**WHAT IS NEEDED**
Exactly reproduce the lines from the line containing "the worker's raised" to the end of the data below, inclusive, and nothing else.

[Items from a dataset]
(begin)

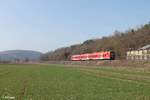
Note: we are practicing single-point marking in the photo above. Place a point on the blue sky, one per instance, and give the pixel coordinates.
(45, 25)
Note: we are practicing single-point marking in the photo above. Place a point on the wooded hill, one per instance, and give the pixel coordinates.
(120, 42)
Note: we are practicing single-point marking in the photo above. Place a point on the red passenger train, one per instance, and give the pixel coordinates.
(106, 55)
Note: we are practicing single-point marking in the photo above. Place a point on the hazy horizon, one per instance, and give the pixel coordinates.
(45, 25)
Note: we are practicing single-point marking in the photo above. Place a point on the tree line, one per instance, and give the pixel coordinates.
(119, 42)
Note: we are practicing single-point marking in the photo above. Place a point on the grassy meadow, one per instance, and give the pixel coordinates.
(68, 82)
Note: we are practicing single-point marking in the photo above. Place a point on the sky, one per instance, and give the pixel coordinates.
(45, 25)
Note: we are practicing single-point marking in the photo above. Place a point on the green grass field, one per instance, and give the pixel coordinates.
(64, 82)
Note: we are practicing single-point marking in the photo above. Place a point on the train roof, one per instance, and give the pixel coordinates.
(145, 47)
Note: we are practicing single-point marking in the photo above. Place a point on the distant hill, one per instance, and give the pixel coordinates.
(119, 42)
(13, 55)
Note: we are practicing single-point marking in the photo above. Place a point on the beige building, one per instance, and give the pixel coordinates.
(140, 54)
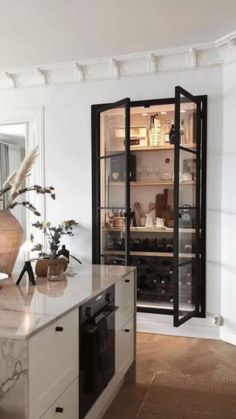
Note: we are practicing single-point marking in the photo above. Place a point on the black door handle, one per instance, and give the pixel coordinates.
(59, 329)
(59, 409)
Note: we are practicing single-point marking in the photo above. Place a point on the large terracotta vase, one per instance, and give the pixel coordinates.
(11, 236)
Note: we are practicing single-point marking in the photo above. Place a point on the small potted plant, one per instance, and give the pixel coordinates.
(12, 194)
(53, 236)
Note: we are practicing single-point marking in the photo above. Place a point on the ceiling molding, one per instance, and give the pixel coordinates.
(193, 57)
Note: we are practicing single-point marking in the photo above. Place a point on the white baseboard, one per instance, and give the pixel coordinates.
(227, 336)
(159, 324)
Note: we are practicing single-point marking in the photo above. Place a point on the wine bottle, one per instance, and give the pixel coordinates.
(172, 134)
(167, 132)
(182, 132)
(155, 130)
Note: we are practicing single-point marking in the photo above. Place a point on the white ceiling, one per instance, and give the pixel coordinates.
(34, 32)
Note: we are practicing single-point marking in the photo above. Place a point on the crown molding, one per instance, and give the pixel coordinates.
(218, 53)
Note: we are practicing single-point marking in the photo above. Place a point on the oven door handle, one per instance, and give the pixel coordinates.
(106, 313)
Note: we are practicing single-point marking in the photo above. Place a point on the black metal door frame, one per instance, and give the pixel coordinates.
(96, 111)
(95, 128)
(179, 91)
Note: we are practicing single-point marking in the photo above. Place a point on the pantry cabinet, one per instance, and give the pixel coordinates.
(149, 198)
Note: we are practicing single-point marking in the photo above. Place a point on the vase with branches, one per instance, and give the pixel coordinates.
(12, 194)
(14, 187)
(53, 234)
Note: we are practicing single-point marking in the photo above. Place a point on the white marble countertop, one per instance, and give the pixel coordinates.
(24, 310)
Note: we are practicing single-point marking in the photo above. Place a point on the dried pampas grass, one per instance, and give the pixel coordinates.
(24, 170)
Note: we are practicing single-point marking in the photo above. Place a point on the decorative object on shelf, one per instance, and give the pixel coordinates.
(172, 134)
(190, 168)
(155, 130)
(11, 232)
(118, 164)
(187, 217)
(55, 271)
(53, 235)
(27, 269)
(163, 210)
(41, 267)
(160, 222)
(64, 252)
(2, 277)
(138, 136)
(167, 175)
(149, 222)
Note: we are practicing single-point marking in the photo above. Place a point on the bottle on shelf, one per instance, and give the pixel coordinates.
(64, 252)
(172, 133)
(167, 132)
(182, 132)
(155, 130)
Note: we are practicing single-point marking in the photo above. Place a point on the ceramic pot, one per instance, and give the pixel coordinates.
(41, 267)
(11, 236)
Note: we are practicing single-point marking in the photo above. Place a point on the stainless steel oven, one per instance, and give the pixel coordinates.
(97, 348)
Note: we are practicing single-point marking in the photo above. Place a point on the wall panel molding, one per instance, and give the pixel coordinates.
(193, 57)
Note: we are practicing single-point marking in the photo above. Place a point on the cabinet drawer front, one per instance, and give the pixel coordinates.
(124, 296)
(66, 406)
(53, 362)
(125, 348)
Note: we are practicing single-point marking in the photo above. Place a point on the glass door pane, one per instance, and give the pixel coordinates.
(114, 138)
(187, 190)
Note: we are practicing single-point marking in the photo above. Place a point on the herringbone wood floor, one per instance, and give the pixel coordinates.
(205, 357)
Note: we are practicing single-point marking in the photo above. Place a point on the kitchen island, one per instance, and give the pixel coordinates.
(39, 342)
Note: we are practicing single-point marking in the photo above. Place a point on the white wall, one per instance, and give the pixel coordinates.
(68, 152)
(228, 227)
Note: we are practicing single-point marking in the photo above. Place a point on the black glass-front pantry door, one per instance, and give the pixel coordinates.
(111, 191)
(187, 206)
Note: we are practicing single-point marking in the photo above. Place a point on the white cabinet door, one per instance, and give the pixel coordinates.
(125, 347)
(66, 406)
(53, 362)
(124, 298)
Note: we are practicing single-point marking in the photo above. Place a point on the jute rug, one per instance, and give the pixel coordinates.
(187, 397)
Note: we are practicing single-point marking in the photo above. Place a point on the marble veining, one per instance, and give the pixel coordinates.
(24, 310)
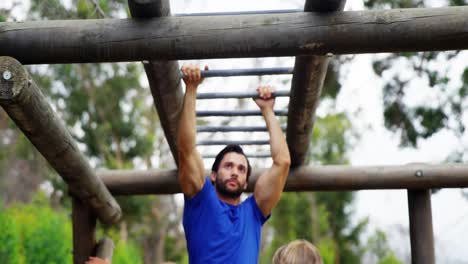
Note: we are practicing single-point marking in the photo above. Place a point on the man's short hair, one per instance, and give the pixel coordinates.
(228, 149)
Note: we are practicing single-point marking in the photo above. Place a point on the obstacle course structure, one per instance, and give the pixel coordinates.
(155, 37)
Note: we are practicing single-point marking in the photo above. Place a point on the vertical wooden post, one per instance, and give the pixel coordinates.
(84, 231)
(421, 232)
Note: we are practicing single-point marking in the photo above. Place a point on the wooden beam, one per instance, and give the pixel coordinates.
(105, 249)
(84, 231)
(303, 179)
(28, 108)
(291, 34)
(306, 87)
(163, 76)
(421, 231)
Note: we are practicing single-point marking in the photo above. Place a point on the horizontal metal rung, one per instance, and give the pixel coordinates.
(201, 129)
(238, 113)
(233, 142)
(283, 11)
(245, 72)
(238, 95)
(261, 156)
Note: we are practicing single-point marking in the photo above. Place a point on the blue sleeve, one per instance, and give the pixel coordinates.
(256, 210)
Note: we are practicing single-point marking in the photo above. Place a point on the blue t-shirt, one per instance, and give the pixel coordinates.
(218, 232)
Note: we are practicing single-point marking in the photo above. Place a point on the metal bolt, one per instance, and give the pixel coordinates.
(418, 173)
(7, 75)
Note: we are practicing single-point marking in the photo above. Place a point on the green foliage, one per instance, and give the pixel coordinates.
(390, 259)
(326, 248)
(126, 253)
(378, 247)
(45, 235)
(329, 139)
(9, 239)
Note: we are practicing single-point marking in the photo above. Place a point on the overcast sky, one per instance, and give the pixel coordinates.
(387, 210)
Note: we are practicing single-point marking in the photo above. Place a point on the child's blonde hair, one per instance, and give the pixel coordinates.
(297, 252)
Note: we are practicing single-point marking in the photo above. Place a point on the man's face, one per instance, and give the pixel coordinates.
(231, 178)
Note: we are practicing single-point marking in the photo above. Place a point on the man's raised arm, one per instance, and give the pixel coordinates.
(270, 184)
(191, 170)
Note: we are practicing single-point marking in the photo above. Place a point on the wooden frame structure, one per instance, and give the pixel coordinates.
(156, 37)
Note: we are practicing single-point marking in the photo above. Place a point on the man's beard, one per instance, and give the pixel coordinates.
(222, 189)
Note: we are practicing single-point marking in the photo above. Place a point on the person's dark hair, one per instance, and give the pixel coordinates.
(224, 151)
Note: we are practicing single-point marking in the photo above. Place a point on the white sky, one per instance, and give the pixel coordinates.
(386, 210)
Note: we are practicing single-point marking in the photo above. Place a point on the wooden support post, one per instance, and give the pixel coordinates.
(421, 232)
(28, 108)
(84, 231)
(163, 76)
(304, 179)
(259, 35)
(105, 249)
(306, 87)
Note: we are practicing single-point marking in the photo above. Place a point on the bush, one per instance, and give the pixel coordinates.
(126, 253)
(46, 235)
(9, 240)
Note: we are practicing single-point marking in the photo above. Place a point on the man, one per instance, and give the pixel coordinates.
(218, 227)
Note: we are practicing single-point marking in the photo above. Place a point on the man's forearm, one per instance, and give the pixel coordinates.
(278, 147)
(187, 125)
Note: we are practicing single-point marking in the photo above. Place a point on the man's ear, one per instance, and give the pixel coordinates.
(245, 185)
(213, 176)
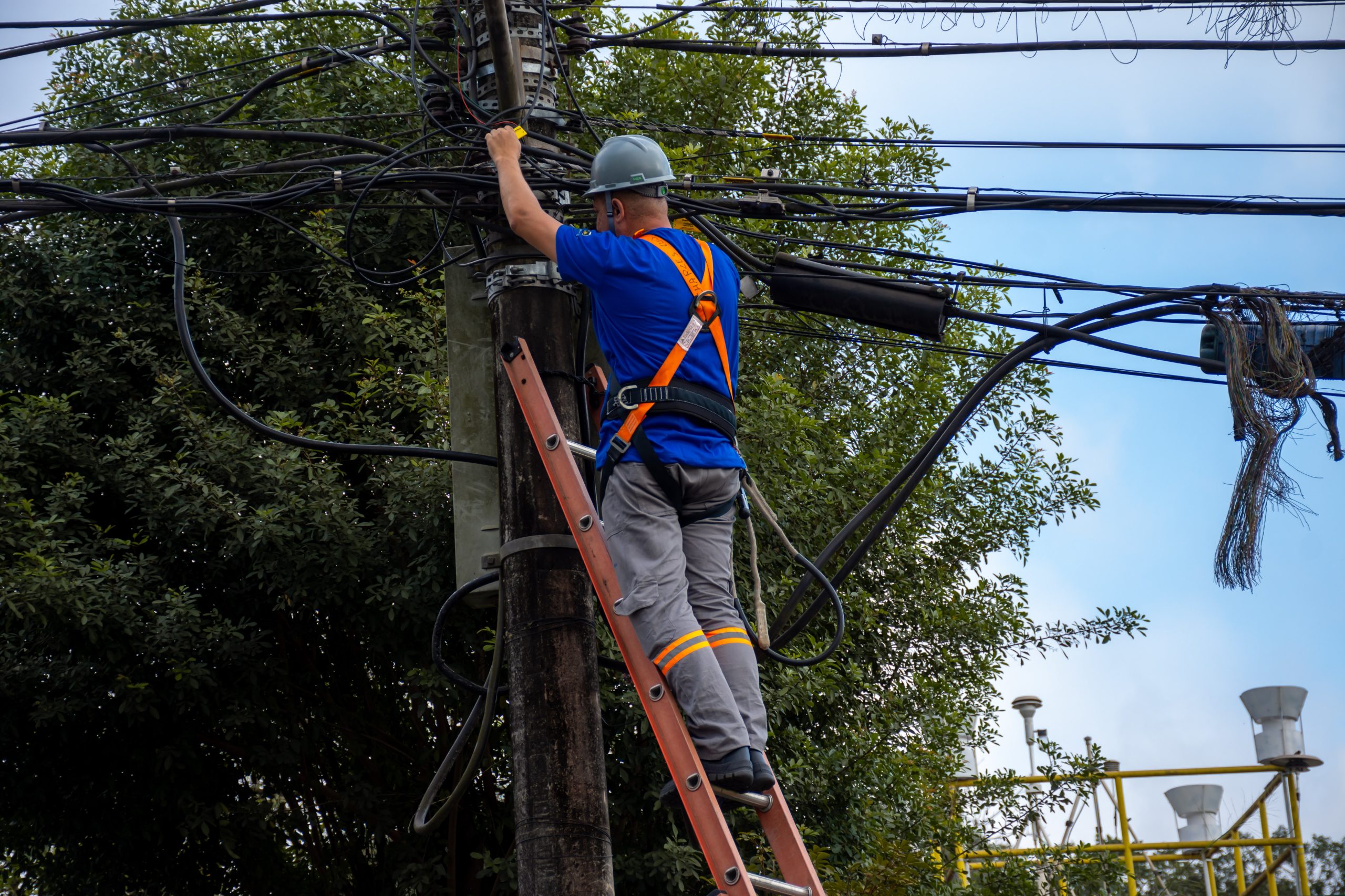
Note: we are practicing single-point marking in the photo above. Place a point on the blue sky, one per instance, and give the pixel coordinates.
(1160, 452)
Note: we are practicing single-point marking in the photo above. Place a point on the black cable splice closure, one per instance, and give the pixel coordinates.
(904, 306)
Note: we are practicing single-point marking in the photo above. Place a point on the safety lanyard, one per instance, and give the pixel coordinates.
(705, 311)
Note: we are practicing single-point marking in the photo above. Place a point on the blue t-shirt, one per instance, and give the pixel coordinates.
(640, 307)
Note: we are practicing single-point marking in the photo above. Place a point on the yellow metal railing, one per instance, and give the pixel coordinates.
(1166, 851)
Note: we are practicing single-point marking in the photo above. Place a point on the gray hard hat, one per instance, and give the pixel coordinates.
(628, 162)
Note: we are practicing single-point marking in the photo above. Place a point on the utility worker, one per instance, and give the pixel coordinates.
(665, 310)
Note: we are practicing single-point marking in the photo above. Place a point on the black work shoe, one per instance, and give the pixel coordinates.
(763, 778)
(733, 772)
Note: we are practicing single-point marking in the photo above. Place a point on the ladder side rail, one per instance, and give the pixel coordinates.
(713, 835)
(787, 842)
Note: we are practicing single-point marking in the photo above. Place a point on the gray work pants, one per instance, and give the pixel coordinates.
(677, 586)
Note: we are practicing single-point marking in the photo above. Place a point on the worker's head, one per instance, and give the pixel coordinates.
(633, 210)
(630, 183)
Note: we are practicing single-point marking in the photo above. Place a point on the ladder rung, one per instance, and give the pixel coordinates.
(760, 802)
(774, 885)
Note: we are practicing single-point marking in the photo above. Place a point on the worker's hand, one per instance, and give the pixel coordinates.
(503, 144)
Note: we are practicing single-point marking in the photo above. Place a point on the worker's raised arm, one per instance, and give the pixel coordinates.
(522, 209)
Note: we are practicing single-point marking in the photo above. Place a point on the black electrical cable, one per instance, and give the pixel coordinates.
(904, 483)
(659, 127)
(57, 44)
(237, 413)
(482, 715)
(928, 49)
(817, 575)
(438, 634)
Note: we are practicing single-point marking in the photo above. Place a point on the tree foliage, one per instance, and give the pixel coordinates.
(213, 664)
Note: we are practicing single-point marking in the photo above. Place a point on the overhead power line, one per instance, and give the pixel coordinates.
(661, 127)
(931, 49)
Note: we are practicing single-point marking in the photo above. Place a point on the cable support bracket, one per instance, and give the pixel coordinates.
(527, 543)
(526, 68)
(527, 34)
(537, 274)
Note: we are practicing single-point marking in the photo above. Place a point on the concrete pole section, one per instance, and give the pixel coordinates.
(563, 840)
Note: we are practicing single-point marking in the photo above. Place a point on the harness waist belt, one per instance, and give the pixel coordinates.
(680, 396)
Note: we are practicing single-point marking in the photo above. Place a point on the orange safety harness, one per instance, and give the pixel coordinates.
(668, 393)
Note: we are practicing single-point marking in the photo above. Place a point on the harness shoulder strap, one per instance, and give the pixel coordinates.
(696, 284)
(698, 288)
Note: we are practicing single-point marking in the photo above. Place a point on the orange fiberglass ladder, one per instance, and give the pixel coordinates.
(700, 801)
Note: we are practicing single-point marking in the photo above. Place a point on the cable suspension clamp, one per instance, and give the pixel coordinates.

(end)

**WORKED ANSWER**
Note: we are practicing single-point marking in the photo above. Place a point on the worker's raised arm, one per instance, and give the pixel coordinates.
(522, 209)
Note: we are practicing single-point marking in the photo above. Place a point on the black electrical cable, one per instance, and give the pixel coordinates.
(904, 483)
(659, 127)
(57, 44)
(237, 413)
(482, 715)
(928, 49)
(817, 575)
(438, 634)
Note: we are practicing single-point marking in the photo above. Place a point on the tree foliage, one per instance, and give the pixel coordinates.
(213, 664)
Note: we are practicing single-point marking in the photo above. Place a point on the overhead power line, one per instance, and give the pixel coordinates.
(661, 127)
(931, 49)
Note: we are practicing single-point marking in the photo above. Place a point on the cable support bracket, one per instance, and give the pixel coordinates.
(527, 543)
(526, 68)
(527, 34)
(537, 274)
Note: we are practicing single-point marking in the photo above. Place a point on the concrete pole section, one per instance, and give the pixel coordinates.
(563, 840)
Note: we are practicing single-point marking in the photo above. Place a point on the harness waist belt, one per instance, and give the pixel coordinates.
(680, 396)
Note: we are practicing single-point marking in the photo above. Place a point on the orange safety harness, one per instance, and give the pixel coordinates.
(668, 393)
Note: we are practicing single-point marking in the photo above. Place a point on the harness shoulder strap, one per instance, and give the pixel coordinates.
(696, 284)
(698, 288)
Note: we are practicing single-point marking in the photo above. Place a point on the orange fiberglass ladder, one per instance, and give the pixel coordinates.
(700, 801)
Note: we are practicing single-point marking in the photo above. Place a point on the cable suspension clamp, one per instance, and give the pixel coordinates.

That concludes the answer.